* begin EXTRACTED RECORDS *
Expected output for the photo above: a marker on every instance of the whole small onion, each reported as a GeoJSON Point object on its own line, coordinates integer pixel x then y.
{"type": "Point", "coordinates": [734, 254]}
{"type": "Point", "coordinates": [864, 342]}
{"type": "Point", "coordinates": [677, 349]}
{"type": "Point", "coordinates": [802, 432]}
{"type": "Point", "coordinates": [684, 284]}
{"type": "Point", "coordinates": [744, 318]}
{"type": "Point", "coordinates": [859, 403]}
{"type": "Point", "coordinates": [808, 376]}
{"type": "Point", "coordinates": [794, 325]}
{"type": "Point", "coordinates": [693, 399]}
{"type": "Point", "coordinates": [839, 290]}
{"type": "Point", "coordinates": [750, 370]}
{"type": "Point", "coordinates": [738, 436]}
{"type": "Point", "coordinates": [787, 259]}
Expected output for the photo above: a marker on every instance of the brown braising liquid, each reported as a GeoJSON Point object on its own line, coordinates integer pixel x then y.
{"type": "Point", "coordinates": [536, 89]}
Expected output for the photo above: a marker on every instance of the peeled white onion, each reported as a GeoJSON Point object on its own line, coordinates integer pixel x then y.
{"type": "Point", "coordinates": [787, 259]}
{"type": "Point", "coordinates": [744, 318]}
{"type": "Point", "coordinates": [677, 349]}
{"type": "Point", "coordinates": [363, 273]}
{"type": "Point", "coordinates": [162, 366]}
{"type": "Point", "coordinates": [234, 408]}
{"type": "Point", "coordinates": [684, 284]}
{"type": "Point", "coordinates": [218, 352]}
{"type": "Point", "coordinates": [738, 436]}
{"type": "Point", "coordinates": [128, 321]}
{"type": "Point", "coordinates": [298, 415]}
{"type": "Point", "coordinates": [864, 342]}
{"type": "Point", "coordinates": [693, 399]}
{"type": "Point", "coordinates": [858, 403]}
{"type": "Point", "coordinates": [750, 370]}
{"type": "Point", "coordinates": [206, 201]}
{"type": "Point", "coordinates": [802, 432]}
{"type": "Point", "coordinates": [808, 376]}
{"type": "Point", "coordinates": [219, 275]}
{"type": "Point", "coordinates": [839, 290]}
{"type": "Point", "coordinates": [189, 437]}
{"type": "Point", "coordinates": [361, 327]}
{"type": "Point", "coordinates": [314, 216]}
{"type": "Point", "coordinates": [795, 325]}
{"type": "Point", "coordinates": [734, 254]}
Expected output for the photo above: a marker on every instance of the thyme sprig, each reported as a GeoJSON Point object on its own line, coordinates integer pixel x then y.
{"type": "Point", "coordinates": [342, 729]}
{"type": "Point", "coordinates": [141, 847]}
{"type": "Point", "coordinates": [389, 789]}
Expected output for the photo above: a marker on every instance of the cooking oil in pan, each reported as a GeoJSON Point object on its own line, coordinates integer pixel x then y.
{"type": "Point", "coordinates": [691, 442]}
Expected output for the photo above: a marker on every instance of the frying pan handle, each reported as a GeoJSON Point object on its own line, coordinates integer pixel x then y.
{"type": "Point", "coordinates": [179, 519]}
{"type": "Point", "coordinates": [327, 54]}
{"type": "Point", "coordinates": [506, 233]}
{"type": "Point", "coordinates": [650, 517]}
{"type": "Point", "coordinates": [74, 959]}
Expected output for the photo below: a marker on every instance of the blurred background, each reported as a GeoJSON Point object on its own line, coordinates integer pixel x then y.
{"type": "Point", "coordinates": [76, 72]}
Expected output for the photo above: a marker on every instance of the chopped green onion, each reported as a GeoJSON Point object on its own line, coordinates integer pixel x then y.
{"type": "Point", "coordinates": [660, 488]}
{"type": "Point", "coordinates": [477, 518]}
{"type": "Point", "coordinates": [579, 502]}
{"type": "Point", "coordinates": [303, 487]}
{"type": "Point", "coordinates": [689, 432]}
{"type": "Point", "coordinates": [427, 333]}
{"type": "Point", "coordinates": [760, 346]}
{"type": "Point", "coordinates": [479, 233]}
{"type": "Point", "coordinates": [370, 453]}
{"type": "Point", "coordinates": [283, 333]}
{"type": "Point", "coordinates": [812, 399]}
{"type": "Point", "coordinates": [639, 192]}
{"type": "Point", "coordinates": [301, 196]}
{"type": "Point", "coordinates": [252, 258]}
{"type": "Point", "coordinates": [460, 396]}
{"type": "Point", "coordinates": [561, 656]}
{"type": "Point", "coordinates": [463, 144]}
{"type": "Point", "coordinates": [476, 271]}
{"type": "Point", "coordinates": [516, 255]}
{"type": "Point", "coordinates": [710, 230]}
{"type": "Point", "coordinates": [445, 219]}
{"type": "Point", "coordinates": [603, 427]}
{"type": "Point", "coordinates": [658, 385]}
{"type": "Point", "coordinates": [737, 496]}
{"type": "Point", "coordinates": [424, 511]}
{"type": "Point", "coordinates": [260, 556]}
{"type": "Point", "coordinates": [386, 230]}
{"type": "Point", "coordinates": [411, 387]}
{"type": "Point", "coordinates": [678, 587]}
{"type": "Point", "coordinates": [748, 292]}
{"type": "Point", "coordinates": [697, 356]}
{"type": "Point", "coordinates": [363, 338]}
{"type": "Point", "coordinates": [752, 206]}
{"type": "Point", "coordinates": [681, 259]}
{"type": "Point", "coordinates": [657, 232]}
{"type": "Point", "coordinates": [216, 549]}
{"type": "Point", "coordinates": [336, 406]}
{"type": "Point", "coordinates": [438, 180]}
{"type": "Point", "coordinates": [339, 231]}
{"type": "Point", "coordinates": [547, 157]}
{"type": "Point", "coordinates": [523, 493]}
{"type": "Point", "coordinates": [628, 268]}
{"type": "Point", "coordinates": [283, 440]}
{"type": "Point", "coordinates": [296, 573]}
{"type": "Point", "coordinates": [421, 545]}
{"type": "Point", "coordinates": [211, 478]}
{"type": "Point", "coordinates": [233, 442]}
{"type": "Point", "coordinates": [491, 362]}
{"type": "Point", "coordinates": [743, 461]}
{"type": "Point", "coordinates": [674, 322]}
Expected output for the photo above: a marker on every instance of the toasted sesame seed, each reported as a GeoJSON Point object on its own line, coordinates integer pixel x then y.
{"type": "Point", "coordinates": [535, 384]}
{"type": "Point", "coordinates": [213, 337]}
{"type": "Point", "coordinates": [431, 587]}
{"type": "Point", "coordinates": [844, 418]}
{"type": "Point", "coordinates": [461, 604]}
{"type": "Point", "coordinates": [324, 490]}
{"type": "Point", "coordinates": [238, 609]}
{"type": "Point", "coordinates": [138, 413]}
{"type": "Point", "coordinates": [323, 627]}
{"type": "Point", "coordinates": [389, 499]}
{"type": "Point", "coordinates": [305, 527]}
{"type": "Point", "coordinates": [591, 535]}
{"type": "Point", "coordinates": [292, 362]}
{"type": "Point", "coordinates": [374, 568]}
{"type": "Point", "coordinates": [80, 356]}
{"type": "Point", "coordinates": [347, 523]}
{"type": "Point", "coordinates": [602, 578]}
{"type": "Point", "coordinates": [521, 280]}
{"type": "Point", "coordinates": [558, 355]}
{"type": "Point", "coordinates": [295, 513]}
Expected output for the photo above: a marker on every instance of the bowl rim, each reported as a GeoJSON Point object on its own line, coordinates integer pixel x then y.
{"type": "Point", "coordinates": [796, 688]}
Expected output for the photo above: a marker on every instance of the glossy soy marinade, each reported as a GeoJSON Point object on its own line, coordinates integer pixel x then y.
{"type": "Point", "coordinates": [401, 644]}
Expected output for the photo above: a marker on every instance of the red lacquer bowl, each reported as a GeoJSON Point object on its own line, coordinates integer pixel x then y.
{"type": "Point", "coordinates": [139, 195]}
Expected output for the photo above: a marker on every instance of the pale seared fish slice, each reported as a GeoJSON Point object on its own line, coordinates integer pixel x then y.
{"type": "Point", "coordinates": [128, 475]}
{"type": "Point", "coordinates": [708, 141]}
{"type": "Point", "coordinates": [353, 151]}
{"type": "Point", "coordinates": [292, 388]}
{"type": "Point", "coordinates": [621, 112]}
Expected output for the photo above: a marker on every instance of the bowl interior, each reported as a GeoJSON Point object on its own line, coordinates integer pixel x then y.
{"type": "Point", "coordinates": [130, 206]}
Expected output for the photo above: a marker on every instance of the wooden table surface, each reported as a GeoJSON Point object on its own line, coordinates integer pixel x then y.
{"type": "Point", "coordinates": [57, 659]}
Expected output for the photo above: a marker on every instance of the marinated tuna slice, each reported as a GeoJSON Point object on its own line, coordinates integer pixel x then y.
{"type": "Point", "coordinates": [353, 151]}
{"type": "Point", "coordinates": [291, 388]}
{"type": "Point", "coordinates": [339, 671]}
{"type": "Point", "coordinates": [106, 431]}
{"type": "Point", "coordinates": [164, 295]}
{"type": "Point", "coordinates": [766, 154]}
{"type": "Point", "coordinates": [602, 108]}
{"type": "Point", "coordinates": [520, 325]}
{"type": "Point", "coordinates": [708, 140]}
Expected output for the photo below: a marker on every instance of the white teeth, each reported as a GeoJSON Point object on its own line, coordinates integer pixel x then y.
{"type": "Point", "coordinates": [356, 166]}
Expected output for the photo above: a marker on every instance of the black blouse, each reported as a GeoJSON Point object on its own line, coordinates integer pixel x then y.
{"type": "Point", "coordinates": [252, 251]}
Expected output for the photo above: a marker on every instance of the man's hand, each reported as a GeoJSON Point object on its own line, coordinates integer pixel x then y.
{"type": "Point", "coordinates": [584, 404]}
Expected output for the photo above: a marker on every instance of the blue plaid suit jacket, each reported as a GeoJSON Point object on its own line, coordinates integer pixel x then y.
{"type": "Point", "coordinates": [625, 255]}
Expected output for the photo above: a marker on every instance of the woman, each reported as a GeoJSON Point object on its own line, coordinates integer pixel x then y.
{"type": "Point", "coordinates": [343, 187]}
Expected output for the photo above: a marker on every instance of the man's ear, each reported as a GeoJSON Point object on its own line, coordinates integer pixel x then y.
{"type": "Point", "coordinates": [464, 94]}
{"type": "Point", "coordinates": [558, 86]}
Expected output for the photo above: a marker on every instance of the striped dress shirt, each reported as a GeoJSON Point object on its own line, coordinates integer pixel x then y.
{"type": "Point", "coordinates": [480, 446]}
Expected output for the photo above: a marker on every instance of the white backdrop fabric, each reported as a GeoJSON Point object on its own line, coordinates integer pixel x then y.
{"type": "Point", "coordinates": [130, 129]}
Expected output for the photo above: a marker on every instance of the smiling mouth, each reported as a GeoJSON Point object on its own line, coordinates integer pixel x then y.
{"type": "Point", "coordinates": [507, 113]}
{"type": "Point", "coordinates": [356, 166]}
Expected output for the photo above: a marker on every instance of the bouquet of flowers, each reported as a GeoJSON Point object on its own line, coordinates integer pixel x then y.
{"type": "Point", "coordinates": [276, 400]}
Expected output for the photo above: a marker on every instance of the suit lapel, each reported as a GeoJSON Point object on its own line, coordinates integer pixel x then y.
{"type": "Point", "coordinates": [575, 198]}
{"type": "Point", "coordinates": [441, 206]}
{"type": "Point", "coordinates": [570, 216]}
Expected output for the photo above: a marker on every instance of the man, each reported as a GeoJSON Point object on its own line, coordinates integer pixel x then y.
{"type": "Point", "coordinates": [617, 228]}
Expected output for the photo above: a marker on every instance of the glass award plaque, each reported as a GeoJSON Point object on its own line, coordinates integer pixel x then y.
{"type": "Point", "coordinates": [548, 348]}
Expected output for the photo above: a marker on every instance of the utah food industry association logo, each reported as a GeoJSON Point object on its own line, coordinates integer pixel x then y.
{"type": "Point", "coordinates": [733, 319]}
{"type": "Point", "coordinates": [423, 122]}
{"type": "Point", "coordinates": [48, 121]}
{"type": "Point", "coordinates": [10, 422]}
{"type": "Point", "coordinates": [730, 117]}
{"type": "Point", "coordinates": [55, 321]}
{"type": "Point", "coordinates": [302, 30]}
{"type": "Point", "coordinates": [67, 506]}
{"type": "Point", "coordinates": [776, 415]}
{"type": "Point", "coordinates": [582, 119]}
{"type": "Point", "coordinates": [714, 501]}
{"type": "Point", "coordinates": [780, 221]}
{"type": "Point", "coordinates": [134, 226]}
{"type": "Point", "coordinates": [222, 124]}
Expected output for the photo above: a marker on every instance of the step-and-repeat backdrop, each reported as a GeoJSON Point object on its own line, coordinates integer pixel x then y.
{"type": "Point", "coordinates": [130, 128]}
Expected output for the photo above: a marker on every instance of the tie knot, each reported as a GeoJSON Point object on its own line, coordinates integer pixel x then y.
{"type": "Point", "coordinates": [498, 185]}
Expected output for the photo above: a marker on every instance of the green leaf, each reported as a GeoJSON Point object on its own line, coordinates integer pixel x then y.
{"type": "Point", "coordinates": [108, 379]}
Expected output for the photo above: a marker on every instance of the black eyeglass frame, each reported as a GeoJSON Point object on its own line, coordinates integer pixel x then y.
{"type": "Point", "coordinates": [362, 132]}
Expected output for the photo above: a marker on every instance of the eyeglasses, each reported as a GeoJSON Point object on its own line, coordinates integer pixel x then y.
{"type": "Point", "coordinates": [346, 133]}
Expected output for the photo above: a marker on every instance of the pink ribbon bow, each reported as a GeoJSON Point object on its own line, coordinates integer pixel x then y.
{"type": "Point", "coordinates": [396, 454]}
* end EXTRACTED RECORDS *
THE REQUEST =>
Copy out everything from the line containing "of the pink" down to the end of the entries, swapping "ribbon bow" for "hair bow" and leaving all else unchanged.

EXPECTED ANSWER =>
Expected output for the photo above: a marker on every instance of the pink hair bow, each reported as a GeoJSON Point object on its own line, coordinates integer pixel x then y.
{"type": "Point", "coordinates": [396, 454]}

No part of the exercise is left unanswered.